EXCERPTED RECORDS:

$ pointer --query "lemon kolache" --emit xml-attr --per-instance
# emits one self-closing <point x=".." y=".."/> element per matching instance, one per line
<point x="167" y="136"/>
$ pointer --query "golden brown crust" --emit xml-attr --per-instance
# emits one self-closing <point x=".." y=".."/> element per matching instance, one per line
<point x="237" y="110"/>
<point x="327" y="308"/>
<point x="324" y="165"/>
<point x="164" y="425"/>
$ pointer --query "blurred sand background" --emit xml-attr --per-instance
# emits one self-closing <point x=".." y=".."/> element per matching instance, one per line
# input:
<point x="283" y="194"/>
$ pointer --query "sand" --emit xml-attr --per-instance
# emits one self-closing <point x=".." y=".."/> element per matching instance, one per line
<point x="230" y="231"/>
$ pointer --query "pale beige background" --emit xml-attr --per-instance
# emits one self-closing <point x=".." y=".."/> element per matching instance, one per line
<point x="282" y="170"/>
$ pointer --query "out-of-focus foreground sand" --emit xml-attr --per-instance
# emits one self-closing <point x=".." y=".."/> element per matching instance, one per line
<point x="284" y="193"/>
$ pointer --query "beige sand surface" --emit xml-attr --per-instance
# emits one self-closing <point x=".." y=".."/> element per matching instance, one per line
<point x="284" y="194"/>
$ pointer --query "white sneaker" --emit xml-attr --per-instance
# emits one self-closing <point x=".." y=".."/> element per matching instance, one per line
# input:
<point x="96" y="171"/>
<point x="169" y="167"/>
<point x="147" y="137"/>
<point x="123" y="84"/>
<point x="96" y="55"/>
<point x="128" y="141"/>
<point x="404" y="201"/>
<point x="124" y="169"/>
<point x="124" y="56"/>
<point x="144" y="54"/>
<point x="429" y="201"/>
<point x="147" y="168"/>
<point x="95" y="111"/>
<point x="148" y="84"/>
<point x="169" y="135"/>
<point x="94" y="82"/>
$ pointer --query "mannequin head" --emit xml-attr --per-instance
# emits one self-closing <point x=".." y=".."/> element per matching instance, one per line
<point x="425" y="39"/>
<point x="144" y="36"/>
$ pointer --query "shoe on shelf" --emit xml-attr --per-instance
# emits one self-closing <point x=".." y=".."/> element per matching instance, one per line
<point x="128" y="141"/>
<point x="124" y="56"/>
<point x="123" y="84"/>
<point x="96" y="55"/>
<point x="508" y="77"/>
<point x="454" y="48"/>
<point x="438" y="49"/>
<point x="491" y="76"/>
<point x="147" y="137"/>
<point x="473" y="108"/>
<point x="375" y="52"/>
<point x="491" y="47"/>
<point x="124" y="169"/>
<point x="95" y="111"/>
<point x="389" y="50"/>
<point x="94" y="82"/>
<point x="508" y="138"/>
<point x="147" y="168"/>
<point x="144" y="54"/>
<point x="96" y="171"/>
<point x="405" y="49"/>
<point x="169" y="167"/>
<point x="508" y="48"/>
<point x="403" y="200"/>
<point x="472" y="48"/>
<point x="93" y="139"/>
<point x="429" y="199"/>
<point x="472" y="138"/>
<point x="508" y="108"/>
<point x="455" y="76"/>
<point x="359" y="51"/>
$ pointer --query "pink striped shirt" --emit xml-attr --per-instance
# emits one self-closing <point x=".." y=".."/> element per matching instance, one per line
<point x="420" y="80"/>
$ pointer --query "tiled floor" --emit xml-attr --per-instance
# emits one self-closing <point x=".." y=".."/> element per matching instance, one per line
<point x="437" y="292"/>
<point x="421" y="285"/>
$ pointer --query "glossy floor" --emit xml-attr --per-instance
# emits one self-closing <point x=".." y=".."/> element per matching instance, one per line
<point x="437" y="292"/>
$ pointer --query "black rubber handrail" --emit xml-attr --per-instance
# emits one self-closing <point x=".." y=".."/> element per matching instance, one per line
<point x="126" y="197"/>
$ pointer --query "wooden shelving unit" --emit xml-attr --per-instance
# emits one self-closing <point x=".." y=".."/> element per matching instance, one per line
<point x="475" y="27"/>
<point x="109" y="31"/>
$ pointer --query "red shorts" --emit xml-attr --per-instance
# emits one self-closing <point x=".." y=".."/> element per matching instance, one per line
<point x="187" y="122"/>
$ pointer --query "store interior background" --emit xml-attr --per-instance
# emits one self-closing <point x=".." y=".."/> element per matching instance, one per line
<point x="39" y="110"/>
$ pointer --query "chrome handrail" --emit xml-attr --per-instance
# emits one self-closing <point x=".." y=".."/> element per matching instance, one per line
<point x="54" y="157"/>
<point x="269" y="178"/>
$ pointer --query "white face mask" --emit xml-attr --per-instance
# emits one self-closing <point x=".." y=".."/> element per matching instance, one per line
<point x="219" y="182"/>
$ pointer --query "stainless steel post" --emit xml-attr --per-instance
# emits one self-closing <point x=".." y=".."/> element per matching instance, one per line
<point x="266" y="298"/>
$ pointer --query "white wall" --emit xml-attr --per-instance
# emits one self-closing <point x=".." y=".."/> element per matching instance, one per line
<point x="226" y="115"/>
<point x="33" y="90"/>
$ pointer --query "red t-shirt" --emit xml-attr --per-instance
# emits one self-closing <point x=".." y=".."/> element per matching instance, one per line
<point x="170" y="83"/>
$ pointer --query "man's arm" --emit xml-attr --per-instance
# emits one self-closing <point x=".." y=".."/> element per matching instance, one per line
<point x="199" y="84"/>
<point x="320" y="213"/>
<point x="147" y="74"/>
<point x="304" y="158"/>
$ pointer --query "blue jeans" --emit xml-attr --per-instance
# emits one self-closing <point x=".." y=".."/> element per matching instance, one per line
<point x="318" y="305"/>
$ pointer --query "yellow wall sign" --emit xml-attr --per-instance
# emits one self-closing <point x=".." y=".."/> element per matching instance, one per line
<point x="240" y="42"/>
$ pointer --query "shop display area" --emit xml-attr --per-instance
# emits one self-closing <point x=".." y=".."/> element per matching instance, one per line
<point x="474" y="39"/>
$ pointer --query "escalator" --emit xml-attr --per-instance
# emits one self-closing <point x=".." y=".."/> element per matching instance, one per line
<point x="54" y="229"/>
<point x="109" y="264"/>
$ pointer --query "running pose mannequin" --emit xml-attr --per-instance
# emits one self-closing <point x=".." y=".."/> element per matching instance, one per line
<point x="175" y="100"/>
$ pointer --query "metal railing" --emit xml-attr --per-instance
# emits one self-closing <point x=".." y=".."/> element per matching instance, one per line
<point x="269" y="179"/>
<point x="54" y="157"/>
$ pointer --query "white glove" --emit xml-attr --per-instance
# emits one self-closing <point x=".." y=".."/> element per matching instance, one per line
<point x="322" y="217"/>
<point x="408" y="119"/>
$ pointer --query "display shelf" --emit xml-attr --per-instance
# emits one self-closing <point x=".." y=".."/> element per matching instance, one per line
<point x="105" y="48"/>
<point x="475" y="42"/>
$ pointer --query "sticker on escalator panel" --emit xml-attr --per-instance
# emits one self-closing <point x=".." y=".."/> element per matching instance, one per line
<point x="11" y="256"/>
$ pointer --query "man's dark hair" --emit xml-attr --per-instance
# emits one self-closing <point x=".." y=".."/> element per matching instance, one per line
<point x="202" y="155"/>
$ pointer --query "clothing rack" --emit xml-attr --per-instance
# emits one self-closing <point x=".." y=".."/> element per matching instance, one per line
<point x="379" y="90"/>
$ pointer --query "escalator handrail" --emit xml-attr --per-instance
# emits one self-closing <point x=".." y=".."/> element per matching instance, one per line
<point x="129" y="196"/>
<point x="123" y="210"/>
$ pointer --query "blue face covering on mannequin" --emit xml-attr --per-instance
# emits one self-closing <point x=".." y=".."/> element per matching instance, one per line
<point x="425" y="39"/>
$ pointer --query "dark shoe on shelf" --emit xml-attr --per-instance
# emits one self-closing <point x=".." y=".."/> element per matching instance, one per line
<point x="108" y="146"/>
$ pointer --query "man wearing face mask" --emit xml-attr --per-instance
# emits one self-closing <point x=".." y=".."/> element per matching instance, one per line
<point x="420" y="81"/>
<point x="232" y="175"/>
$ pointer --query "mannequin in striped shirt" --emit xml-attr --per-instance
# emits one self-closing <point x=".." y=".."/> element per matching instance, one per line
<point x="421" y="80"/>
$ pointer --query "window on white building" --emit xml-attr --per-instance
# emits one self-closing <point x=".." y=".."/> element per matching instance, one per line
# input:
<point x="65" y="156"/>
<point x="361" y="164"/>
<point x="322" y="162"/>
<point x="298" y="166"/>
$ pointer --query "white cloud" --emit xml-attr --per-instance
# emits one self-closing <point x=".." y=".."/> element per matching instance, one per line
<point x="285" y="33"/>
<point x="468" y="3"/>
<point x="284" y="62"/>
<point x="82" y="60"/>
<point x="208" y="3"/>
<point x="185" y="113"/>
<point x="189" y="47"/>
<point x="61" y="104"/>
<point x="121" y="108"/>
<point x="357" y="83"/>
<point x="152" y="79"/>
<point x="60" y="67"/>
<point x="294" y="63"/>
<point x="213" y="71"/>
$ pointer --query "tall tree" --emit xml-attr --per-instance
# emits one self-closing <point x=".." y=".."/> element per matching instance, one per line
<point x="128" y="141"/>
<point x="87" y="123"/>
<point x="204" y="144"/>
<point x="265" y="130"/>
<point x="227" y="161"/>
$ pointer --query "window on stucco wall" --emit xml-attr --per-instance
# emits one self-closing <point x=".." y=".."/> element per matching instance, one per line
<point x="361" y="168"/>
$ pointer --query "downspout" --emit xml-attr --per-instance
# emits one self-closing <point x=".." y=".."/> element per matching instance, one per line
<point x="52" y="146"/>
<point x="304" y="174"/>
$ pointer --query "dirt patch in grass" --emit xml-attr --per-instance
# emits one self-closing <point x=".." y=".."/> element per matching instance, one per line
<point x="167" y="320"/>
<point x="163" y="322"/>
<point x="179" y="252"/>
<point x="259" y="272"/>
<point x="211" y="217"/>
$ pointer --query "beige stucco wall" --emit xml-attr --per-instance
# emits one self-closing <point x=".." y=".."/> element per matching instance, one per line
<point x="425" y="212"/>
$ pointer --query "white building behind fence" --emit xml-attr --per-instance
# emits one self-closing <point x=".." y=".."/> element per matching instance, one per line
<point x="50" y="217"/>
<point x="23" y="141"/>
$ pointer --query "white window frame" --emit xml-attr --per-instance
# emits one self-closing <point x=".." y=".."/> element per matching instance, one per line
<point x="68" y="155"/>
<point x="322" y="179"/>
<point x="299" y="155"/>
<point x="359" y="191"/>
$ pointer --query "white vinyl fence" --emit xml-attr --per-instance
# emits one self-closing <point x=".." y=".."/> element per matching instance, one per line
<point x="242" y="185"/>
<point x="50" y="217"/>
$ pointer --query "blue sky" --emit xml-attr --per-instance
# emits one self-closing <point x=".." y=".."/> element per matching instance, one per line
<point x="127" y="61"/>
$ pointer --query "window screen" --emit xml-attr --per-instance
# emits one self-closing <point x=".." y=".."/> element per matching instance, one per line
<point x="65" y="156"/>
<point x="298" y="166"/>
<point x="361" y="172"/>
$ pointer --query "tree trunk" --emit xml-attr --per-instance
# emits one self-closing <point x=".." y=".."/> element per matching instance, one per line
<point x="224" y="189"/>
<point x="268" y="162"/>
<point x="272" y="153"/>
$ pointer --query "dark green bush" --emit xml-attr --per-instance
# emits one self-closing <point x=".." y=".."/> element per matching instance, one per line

YOUR GOAL: Look over the listing above. Pick out and copy every line that includes "blue".

ANSWER BELOW:
$ pointer --query "blue jeans" --emit xml-attr --per-instance
$ pointer --query "blue face covering on mannequin" --emit xml-attr --per-instance
$ pointer --query "blue sky" --emit xml-attr --per-instance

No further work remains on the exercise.